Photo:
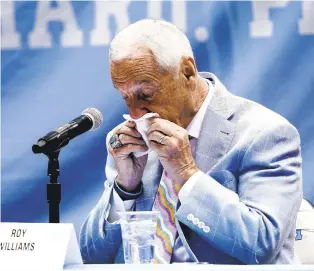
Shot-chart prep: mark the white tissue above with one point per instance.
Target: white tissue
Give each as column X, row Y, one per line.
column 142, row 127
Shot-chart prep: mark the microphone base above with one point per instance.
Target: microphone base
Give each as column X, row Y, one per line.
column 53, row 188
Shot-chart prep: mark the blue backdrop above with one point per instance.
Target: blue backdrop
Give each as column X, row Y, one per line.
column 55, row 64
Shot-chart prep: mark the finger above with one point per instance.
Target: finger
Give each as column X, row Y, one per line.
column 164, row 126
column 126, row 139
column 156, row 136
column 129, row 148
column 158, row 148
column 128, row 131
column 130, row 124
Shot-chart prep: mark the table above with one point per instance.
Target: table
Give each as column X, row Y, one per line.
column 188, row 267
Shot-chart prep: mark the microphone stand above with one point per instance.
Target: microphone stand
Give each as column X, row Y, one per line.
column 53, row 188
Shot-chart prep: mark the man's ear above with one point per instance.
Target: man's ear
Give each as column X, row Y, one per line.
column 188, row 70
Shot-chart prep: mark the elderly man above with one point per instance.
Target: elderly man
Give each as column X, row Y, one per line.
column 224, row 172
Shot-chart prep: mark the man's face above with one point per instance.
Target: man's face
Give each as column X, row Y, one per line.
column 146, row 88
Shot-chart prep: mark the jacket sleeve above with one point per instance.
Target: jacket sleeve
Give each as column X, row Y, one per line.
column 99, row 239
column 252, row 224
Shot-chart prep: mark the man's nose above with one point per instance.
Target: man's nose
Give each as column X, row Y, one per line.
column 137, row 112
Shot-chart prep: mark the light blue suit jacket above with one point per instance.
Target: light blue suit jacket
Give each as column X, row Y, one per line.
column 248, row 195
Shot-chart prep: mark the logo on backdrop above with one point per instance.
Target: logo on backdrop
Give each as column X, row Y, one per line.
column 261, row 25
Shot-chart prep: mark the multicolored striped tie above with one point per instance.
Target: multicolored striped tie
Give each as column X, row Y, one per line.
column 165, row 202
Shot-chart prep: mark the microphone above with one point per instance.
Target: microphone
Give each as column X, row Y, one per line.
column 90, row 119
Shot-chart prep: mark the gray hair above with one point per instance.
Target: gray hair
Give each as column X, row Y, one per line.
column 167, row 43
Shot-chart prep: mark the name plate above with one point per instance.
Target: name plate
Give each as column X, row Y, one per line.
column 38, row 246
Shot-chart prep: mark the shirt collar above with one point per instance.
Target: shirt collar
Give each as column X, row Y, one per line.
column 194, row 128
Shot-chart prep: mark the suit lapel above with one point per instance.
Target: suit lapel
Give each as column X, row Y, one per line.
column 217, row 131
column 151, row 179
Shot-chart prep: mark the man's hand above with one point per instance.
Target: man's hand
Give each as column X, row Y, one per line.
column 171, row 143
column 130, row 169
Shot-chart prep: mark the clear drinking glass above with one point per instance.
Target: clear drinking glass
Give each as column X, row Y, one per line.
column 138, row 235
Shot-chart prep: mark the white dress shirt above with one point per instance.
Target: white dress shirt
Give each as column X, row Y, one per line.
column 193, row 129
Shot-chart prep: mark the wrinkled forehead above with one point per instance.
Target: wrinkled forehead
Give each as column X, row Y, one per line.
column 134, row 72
==============================
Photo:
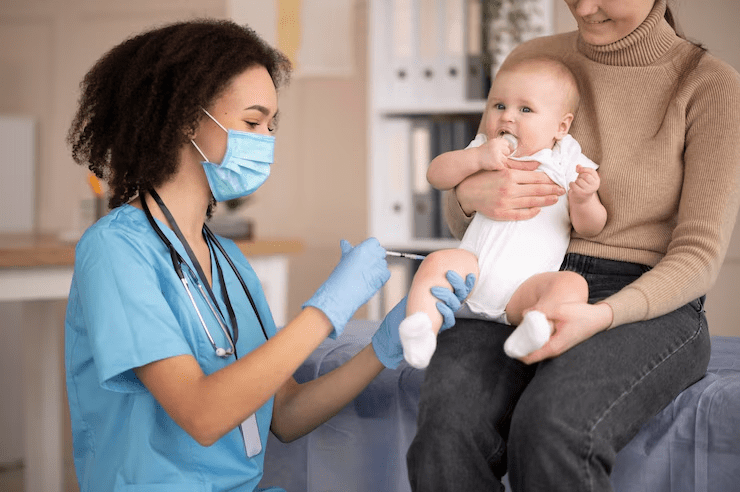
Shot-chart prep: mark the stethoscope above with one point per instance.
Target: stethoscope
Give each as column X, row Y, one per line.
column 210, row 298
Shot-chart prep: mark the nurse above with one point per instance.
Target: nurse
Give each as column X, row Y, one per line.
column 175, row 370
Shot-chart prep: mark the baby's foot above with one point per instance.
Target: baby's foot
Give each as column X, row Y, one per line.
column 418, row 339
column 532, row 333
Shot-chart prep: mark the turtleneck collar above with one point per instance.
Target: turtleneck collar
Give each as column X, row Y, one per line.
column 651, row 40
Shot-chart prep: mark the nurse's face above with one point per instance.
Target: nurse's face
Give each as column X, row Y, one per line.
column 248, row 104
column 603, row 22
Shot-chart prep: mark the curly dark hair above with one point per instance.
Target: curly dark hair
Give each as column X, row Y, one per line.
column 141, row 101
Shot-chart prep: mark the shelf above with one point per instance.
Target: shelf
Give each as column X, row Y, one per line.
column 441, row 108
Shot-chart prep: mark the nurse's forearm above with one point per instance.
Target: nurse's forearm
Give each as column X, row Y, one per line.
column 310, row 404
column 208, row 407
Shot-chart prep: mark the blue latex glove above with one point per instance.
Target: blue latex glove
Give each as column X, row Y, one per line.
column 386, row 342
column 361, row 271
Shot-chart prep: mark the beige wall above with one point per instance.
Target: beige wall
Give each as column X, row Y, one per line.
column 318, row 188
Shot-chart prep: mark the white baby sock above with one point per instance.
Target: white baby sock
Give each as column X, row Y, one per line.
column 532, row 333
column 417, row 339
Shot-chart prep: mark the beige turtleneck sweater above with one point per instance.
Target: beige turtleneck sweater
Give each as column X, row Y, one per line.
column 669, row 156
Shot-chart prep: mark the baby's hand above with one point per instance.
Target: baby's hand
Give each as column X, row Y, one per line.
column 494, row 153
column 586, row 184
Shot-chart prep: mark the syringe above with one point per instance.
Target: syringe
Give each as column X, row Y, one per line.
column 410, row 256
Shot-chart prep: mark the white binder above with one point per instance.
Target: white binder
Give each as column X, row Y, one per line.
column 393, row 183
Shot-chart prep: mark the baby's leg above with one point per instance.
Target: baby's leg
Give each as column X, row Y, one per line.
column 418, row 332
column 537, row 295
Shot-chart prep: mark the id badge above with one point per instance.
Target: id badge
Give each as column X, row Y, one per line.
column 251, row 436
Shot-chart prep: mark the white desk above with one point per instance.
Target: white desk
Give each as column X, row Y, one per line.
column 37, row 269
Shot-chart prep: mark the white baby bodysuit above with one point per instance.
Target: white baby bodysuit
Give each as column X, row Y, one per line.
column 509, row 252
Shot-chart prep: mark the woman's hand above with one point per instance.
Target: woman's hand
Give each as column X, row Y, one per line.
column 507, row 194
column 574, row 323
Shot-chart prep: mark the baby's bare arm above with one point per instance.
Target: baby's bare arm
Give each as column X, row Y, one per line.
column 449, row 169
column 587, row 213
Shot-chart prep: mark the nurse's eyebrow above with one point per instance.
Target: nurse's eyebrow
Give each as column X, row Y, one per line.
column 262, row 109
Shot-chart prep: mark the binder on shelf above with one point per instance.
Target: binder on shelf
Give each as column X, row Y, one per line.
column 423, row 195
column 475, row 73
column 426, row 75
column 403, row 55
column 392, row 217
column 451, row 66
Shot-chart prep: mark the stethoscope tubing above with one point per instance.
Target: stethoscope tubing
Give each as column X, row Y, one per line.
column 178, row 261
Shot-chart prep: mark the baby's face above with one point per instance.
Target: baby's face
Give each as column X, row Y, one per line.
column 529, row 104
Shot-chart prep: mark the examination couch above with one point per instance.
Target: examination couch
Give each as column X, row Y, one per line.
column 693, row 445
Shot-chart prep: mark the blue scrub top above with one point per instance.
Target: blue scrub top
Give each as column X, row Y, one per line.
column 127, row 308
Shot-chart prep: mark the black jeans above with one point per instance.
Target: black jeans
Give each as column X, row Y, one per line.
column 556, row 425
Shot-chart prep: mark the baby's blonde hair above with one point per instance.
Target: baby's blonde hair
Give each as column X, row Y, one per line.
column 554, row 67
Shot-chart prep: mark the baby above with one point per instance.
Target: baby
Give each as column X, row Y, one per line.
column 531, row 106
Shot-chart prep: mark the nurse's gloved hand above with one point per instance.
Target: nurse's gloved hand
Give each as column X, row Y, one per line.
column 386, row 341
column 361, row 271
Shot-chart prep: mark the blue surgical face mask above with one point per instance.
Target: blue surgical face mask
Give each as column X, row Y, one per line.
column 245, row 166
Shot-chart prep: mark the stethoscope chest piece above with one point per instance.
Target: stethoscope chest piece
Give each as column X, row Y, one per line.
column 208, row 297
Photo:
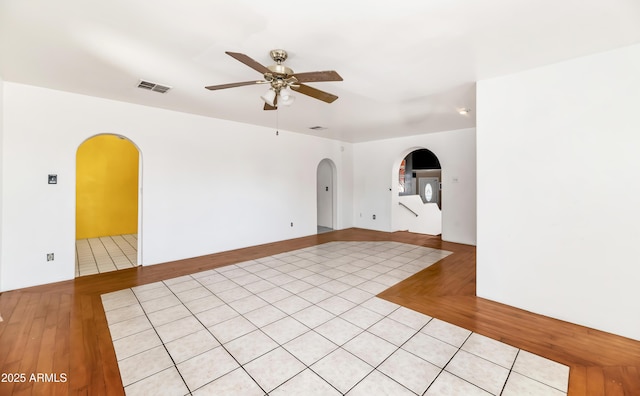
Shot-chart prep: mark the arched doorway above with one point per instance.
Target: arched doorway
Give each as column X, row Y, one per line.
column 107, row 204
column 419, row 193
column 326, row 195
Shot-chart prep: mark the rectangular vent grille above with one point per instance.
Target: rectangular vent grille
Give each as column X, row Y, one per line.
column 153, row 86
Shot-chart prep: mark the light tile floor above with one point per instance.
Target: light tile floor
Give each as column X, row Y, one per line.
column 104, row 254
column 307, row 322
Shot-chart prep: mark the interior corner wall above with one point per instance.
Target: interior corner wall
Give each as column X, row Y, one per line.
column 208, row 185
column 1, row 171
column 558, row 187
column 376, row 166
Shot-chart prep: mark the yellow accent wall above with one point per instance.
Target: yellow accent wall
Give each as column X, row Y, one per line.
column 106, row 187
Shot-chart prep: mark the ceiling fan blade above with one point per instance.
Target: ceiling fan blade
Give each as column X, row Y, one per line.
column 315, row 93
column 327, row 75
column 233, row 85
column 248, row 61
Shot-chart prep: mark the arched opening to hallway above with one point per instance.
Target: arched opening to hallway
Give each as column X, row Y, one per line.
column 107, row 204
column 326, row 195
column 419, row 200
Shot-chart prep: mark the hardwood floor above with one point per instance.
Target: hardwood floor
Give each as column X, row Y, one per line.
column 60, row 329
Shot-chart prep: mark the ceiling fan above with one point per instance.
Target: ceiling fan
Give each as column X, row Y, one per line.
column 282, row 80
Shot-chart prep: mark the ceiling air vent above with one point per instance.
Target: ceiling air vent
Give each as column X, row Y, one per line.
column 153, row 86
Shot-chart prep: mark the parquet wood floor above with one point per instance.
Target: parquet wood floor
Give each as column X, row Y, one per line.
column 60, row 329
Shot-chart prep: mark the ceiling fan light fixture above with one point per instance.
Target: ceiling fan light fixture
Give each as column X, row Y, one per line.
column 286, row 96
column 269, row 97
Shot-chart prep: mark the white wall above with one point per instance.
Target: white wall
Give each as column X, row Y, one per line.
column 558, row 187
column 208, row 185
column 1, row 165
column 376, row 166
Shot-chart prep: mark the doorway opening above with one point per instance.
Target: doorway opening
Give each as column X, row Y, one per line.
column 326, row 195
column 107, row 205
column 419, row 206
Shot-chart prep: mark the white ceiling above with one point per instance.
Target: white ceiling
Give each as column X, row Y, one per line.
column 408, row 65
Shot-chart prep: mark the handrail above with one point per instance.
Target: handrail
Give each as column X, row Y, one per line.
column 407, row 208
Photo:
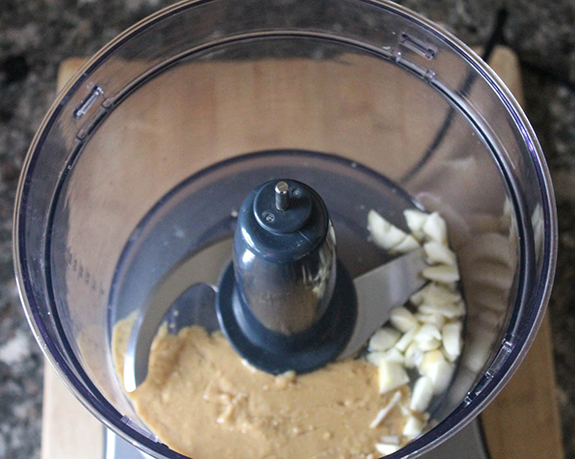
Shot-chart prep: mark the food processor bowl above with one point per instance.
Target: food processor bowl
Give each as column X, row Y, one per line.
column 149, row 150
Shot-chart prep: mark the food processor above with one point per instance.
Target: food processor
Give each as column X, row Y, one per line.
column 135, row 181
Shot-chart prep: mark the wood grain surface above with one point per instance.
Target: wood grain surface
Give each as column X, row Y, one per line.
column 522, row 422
==============================
Convert the part of the items that starts with the line containing "Shot-chart prep: mark the woman's" and ends with the line containing "column 178, row 261" into a Markdown table with the columns "Row" and "Line", numbering each row and skipping blank lines.

| Row | Line |
|---|---|
| 1 | Shot-chart prep: mark the woman's hand above with one point per instance. |
| 2 | Target: woman's hand |
| 3 | Give each as column X, row Y, one per line. |
| 4 | column 507, row 194 |
| 5 | column 574, row 323 |
| 6 | Shot-chart prep: mark the baby's bare arm above with one point per instance. |
| 7 | Target: baby's bare arm |
| 8 | Give each as column X, row Y, one per line. |
| 9 | column 449, row 169 |
| 10 | column 587, row 213 |
| 11 | Shot-chart prep: mark the nurse's eyebrow above with one point per instance. |
| 12 | Target: nurse's eyebrow |
| 13 | Give each as column X, row Y, one per line. |
| 14 | column 262, row 109 |
| 15 | Shot-chart prep: mark the binder on shelf above with one point per instance. |
| 16 | Target: binder on shelf |
| 17 | Give each as column X, row Y, one per line. |
| 18 | column 423, row 195 |
| 19 | column 475, row 73 |
| 20 | column 426, row 75 |
| 21 | column 403, row 55 |
| 22 | column 392, row 217 |
| 23 | column 451, row 66 |
| 24 | Shot-chart prep: mark the stethoscope tubing above with one point per instance. |
| 25 | Target: stethoscope tubing |
| 26 | Give each as column X, row Y, one per line. |
| 27 | column 178, row 261 |